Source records
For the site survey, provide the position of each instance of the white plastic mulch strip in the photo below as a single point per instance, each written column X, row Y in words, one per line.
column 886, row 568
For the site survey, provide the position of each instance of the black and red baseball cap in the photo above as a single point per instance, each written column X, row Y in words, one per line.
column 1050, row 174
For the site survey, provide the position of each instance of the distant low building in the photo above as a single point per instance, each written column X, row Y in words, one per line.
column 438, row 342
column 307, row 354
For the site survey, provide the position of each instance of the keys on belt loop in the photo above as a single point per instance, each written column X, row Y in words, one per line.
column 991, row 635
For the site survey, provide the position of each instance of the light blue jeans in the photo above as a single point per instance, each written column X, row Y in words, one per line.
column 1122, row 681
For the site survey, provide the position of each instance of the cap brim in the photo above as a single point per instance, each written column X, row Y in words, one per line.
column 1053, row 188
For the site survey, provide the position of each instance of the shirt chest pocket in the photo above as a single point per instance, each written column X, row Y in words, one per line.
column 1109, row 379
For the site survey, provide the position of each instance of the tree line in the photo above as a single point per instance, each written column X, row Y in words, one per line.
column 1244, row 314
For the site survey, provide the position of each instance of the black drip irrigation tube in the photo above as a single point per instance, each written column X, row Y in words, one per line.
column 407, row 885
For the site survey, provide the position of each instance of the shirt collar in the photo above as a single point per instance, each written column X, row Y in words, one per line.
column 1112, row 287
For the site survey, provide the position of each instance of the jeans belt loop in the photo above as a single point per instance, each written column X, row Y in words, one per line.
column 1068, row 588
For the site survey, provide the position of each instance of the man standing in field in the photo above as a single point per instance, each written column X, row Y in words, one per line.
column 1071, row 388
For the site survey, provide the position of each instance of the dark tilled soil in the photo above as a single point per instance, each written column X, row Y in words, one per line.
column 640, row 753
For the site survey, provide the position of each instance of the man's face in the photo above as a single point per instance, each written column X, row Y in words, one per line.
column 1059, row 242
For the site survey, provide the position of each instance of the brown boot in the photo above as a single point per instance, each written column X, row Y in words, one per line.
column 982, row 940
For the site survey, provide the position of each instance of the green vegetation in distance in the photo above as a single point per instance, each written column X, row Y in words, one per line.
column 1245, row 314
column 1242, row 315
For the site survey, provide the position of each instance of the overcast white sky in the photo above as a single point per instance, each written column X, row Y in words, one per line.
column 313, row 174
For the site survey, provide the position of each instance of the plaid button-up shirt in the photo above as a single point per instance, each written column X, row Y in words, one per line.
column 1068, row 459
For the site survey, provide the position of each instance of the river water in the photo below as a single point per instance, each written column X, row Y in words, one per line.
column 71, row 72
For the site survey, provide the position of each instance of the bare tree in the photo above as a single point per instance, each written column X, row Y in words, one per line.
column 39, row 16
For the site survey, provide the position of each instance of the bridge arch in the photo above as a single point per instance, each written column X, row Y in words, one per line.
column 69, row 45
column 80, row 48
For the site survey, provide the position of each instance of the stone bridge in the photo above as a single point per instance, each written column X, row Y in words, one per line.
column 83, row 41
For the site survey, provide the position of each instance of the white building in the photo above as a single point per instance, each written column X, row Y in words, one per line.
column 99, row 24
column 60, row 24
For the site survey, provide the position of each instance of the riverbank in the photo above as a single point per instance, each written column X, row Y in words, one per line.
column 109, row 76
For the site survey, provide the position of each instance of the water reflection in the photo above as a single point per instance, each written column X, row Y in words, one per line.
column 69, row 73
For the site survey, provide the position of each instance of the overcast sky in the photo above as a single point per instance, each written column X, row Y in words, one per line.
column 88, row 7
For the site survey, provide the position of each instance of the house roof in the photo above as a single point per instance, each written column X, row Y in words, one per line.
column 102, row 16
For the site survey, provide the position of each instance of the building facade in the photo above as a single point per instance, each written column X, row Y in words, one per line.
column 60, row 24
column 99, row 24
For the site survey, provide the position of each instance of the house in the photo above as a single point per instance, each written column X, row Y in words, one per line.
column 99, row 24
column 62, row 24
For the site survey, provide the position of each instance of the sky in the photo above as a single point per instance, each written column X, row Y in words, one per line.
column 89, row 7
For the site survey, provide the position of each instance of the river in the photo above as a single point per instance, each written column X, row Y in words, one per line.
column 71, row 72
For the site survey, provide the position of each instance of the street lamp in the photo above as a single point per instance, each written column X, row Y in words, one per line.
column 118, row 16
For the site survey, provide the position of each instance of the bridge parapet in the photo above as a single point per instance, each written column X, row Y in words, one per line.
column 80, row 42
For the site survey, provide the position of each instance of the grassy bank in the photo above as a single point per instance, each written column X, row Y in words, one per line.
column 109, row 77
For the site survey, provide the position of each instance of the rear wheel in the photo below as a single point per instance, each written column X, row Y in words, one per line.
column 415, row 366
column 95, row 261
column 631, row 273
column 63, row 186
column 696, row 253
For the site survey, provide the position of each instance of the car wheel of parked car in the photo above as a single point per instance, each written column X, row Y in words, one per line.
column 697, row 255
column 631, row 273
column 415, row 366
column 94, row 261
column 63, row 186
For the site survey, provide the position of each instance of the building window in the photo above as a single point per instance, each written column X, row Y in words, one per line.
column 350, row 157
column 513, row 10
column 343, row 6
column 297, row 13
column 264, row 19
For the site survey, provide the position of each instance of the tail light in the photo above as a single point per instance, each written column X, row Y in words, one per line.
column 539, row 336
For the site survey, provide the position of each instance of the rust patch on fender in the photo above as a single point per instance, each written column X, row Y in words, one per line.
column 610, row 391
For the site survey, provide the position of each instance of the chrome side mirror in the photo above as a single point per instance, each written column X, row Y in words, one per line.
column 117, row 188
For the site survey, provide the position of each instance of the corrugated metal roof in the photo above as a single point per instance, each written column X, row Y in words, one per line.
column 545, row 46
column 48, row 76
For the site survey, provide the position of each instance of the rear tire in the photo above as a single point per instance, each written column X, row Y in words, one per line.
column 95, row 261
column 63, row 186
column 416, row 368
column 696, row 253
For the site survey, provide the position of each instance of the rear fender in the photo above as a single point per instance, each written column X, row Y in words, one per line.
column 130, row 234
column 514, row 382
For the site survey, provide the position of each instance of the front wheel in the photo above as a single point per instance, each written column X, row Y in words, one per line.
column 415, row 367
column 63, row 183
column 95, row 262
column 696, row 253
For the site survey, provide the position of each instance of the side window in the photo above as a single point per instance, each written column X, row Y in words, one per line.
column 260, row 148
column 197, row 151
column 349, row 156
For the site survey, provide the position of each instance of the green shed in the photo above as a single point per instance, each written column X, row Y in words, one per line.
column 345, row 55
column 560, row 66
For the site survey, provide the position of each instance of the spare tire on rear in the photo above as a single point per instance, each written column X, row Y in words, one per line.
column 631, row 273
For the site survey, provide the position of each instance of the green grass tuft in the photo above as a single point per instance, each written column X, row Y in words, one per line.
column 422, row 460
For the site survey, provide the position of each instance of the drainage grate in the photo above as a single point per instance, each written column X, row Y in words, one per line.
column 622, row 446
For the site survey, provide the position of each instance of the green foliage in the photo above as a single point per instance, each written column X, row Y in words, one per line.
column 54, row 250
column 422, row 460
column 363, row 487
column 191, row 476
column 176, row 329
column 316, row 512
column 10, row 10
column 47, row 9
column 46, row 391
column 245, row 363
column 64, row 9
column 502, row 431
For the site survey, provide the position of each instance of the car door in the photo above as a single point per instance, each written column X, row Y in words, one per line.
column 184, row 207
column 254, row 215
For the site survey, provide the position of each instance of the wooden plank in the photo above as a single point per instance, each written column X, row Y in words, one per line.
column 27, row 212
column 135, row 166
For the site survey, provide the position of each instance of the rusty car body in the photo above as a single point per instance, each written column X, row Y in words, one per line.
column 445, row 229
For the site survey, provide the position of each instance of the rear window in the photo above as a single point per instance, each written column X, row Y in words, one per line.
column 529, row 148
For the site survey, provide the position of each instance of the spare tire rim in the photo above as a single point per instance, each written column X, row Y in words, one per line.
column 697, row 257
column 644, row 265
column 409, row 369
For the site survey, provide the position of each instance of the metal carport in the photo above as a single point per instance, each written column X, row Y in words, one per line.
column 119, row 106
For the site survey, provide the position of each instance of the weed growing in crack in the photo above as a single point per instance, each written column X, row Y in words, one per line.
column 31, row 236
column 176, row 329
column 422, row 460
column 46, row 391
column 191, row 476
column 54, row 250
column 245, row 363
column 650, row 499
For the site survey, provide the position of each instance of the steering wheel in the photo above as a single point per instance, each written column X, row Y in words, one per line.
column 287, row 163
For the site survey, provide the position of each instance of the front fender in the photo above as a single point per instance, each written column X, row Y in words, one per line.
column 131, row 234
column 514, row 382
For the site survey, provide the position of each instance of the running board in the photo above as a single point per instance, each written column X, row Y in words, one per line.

Given request: Output as a JSON list of strings, one per line, the lines from the one with "the house in" up to and including the one with "column 62, row 24", skipping any blank lines.

Solved exercise:
[
  "For the site survey, provide the position of each instance of the house in the photo above as a single point per instance, each written column X, row Y in words, one per line.",
  "column 99, row 24",
  "column 62, row 24"
]